# Persyaratan 1
Tuliskan kembali bagian cerita pulang kampung ini, mulai dari "Sepertinya teman-teman" sampai dengan "dan bercerita lucu.".
# Persyaratan 2
Jawablah pertanyaan berikut berdasarkan cerita pulang kampung ini.
(a) Berapa tahun lalu Yayasan Pendidikan Sumoroto berdiri?
(b) Siapa yang mengetik undangan rapat?
(c) Pak Djarot menandatangani undangan dengan ball point berwarna apa?
# Persyaratan 3
Bisakah Anda menyambung cerita pulang kampung ini mulai sesudah kalimat terakhirnya?

---------- Potongan Dokumen

Tanggal 1-2 September
saya pulang kampung bersama isteri.
Sudah agak lama tidak pulang kampung, bahkann Idul Fitri yang lalu juga
batal pulang kampung karena cucu sedang rewel karena sariawan berat. Oleh karena itu, mumpung ada libur 3 hari dan
kebetulan tidak ada acara saya sepakat dengan isteri memanfaatkannya untuk
menengok keluarga di kampung dan nyekar ke makan almarhum bapak dan ibu.
Dua hari di kampung
halaman juga saya manfaatkan ketemu teman-teman di Yayasan Pendidikan
Sumoroto. Sebuah yayasan yang berdiri 37
tahun lalu dan pernah mengelola SMA swasta yang kemudian tutup karena berbagai
alasan. Gedung sederhana bekas SMA
tersebut sekarang digunakan untuk MIT Amaanatul Umah (MITAU) yang sangat
unik. Insya Allah akan saya ceritakan
pada tulisan berikutnya.
Sepertinya teman-teman
ingin bertemu engkap. Buktinya saya di-WA Kang Bari, bendahara yayasan, yang
mengirimkan undangan resmi. Saya
lihat undangan agak unik, karena yang
tanda tangan Ketua, Dik Wito, dan Wakil Ketuanya, Pak Djarot. Kang Bari juga memberitahu kalau Kang Min,
teman pensiunan BRI yang sekarang tinggal di REWIN Waru juga pulang. Dalam hati saya senang membayangkan akan
ketemu teman-teman lama.
Tanggal 2 pagi-pagi
Dik Wito ke rumah. Maksudnya ke rumah
keluarga saya di kampung dan bercerita lucu.
Katanya yang mengetik undangan Kang Bari. Teman pensiunan BRI Takengon Aceh ini dengan
gagah berani sanggup mengetik undangan, biar teman-teman lain datang. Nah, setelah undangan jadi dan akan
ditandatangani ternyata terulis rapat diadakan pada tanggal 31 September
2017. Lha, rapatnya kan tanggal 2 kok
ditulis tanggal 31. Dan lagi Septemer
kan hanya sampai tanggal 30. Ketika itu
disadari, muncul kelakar “yo ngene iki wong tuwek (ya begini ini orang sudah
tuwa)”. Ketika undangan dimintakan tanda
tangan ke Pak Djarot, dengan semangat beliau segera tanda tangan dengan
semangat. Lah, setelah selesai ternyata
Pak Djarot tanda tangan dengan ball point warna merah. Ketika sadar kalau keliru, kembali muncul
kelakar “wong tuwek ki orang isi mbedakno mangsi abang op ireng (orang tuwa
tidak dapat membedakan tinta merah apa hitam)”.

--------------------
---------- Data Tercatat

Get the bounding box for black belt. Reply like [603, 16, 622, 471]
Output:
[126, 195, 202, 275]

--------------------

# Hasil Akhir 1
Sepertinya teman-teman
ingin bertemu engkap. Buktinya saya di-WA Kang Bari, bendahara yayasan, yang
mengirimkan undangan resmi. Saya
lihat undangan agak unik, karena yang
tanda tangan Ketua, Dik Wito, dan Wakil Ketuanya, Pak Djarot. Kang Bari juga memberitahu kalau Kang Min,
teman pensiunan BRI yang sekarang tinggal di REWIN Waru juga pulang. Dalam hati saya senang membayangkan akan
ketemu teman-teman lama.
Tanggal 2 pagi-pagi
Dik Wito ke rumah. Maksudnya ke rumah
keluarga saya di kampung dan bercerita lucu.

# Hasil Akhir 2
(a) 37 tahun lalu.
(b) Kang Bari.
(c) Merah.

# Hasil Akhir 3
Saya ikut tertawa
mendengar cerita itu. Ya, kami memang
orang-orang tua yang 37 tahun lalu dengan semangat ingin mendirikan SMA, karena
saat itu di kecamatan kami belum ada SMA, baik negeri maupun swasta. Setelah itu, saya bertanya “kok sing teken
ketua karo wakil iku piye (kok yang tanda tangan ketua dengan sekretaris)”. Ternyata Dik Edi, sekretaris, meninggal
beberapa bulan lalu. Saya kaget, karena
tidak mendapat kabar dan Dik Edi jauh lebih muda, baru saja beliau pensiun dari
Pemda Ponorogo.
Setelah Dik Wito
pulang, saya dengan isteri segera ke makam almarhum bapak dan ibu. Selesai ke makan saya segera berangkat ke
rapat dan sungguh menyenangkan karena yang hadir cukup banyak. Pak Isdi dan Bu
Isdi, anggota yayasan yang dahulu memiliki lahan yang sekarang menjadi gedung
MITAU juga hadir. Juga hadir para “tokoh
muda” dibalik berdirinya MITAU, ustad
dan ustadzah, dan beberapa wali murid.
Rapatnya santai dan
tidak ada topik yang serius. Sepertinya
hanya ingin kangen-kangenan, sekaligus memperat persaudaraa antara teman-teman
laskar tua dengan tokoh-tokoh muda pengelola MTAU. Dik Wito yang memimpin rapat juga banyak
bercerita tentang riwayat yayasan. Dik
Widodo, yang mewakili generasi muda pejuang MITAU juga menceritakan awal
berdirinya MITAU sekaligus melaporkan perkembangannya.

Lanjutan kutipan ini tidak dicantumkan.